▶ _What is asked_: Filter the records below down to every line that contains the word "forest", and copy those lines.

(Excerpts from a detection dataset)
▼

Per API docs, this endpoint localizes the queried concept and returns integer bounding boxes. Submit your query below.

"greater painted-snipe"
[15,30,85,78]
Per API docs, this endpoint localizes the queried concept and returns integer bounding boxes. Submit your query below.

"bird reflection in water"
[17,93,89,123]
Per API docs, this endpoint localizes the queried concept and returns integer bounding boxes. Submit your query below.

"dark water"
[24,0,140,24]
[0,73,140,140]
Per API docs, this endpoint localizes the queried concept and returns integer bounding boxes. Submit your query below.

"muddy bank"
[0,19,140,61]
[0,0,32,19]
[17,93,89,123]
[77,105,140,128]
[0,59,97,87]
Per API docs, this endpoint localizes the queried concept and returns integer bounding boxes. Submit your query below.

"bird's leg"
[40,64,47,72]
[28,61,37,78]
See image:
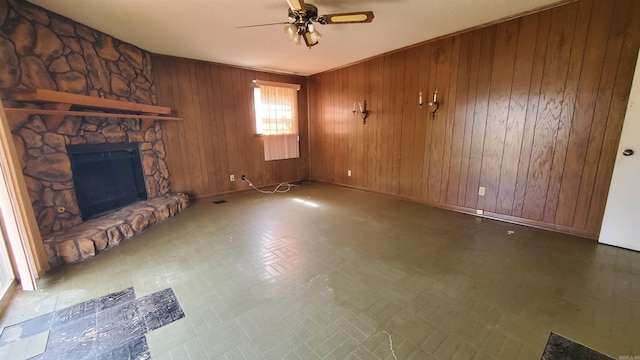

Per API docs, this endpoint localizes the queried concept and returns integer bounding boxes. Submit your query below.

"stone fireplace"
[68,143,147,221]
[14,115,170,237]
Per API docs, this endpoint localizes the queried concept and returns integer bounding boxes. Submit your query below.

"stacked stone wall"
[0,0,170,236]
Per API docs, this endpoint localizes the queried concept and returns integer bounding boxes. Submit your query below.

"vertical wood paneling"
[398,48,420,196]
[310,0,640,238]
[153,55,308,197]
[408,50,431,198]
[478,21,520,212]
[543,1,592,223]
[511,11,551,217]
[496,15,540,215]
[573,0,637,228]
[465,26,496,209]
[522,3,578,220]
[443,34,471,205]
[440,36,460,202]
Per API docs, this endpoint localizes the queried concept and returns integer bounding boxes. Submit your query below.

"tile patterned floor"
[0,288,184,360]
[0,184,640,360]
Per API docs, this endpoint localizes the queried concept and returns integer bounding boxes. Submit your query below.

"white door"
[598,50,640,251]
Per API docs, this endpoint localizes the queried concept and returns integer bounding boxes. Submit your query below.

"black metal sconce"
[353,100,369,124]
[418,90,440,119]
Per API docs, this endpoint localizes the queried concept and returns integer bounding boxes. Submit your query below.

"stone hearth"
[43,193,189,268]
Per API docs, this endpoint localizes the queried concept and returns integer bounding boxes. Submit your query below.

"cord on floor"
[243,176,300,194]
[378,330,398,360]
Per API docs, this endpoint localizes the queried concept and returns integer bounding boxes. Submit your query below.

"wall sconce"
[418,90,440,119]
[353,100,369,124]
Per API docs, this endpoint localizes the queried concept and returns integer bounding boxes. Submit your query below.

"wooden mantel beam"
[4,108,183,121]
[5,89,171,115]
[4,89,182,127]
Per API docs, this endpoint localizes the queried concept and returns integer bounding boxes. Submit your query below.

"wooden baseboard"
[313,180,599,241]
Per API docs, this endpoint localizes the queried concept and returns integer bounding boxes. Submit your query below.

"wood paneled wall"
[152,55,309,198]
[309,0,640,238]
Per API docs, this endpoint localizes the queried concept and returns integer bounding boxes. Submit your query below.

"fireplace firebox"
[67,143,147,221]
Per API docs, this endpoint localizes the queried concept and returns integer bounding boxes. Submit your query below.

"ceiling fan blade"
[317,11,374,25]
[287,0,306,12]
[236,21,289,29]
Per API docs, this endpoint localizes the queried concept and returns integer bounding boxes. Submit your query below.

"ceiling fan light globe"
[284,24,298,39]
[309,30,322,44]
[287,0,304,11]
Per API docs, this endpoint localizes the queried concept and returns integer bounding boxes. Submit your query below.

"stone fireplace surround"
[0,0,187,266]
[13,115,188,267]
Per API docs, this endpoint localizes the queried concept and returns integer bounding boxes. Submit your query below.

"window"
[253,80,300,161]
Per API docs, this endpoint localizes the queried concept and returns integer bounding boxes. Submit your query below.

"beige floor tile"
[0,184,640,360]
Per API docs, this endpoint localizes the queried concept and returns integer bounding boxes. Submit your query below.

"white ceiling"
[29,0,561,75]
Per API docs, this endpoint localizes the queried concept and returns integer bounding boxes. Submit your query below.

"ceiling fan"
[239,0,374,48]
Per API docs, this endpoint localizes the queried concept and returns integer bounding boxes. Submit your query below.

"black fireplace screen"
[67,143,147,220]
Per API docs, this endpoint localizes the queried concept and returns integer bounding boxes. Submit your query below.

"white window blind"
[254,80,300,161]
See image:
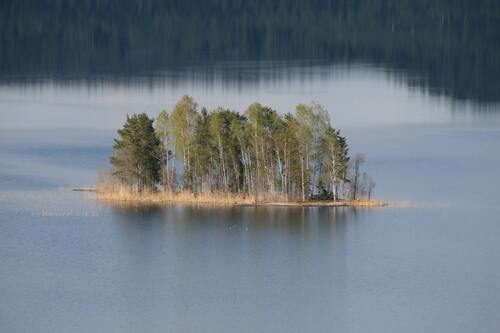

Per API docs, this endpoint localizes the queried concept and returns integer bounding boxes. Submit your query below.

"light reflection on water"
[0,63,500,332]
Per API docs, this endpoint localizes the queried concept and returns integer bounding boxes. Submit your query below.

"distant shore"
[84,188,387,207]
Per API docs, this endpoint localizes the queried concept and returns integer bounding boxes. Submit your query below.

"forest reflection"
[0,0,500,103]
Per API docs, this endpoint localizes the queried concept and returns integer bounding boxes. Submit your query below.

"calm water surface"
[0,66,500,332]
[0,0,500,326]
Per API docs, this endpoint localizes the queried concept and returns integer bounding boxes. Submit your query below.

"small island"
[96,96,384,207]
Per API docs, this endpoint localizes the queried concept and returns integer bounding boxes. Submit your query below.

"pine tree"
[111,113,161,192]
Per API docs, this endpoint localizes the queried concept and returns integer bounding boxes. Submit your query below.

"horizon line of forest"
[108,95,375,202]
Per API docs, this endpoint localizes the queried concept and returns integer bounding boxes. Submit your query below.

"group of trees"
[111,96,374,201]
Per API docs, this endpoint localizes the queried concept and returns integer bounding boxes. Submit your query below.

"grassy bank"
[96,190,386,207]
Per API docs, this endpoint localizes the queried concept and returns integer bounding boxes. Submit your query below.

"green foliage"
[111,96,374,201]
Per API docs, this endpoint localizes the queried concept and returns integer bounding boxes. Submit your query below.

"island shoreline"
[89,189,388,208]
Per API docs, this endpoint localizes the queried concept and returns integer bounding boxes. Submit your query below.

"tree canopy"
[111,96,374,201]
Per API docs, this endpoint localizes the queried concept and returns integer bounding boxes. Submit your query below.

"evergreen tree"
[111,113,161,192]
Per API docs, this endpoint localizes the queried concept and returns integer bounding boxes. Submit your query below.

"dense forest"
[0,0,500,102]
[111,96,375,202]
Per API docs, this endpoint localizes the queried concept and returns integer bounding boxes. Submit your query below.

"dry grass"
[97,188,386,207]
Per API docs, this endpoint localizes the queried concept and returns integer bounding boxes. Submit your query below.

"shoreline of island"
[87,188,387,208]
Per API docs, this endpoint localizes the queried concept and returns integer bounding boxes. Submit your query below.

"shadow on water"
[0,0,500,103]
[109,204,369,234]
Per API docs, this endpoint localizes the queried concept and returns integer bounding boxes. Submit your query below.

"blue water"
[0,63,500,332]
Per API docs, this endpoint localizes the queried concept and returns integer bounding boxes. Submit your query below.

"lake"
[0,0,500,332]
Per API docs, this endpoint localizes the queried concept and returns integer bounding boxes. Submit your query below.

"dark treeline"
[0,0,500,102]
[111,96,374,201]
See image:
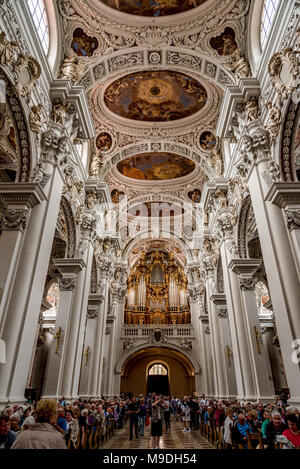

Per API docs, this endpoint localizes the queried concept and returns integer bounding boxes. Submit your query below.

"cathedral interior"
[0,0,300,406]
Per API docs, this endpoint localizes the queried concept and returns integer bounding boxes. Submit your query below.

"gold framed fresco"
[117,152,195,181]
[100,0,206,17]
[104,70,207,122]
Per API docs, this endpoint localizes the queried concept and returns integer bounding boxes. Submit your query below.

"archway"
[120,347,195,398]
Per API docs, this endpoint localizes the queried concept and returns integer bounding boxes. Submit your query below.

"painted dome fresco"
[104,71,207,122]
[117,153,195,181]
[101,0,206,17]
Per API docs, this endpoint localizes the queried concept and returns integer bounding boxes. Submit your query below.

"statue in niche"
[224,49,250,82]
[212,148,224,177]
[209,27,237,56]
[96,132,112,151]
[51,99,72,127]
[90,153,103,179]
[29,103,47,134]
[59,57,86,85]
[265,100,282,143]
[71,28,99,57]
[0,32,18,66]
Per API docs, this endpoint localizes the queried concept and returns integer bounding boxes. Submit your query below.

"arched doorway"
[147,363,169,396]
[120,347,196,398]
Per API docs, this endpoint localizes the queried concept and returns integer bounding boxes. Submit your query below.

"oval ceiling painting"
[104,71,207,122]
[101,0,206,16]
[117,153,195,181]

▲

▶ _Reply_:
"forest reflection"
"horizon line of forest"
"dense forest"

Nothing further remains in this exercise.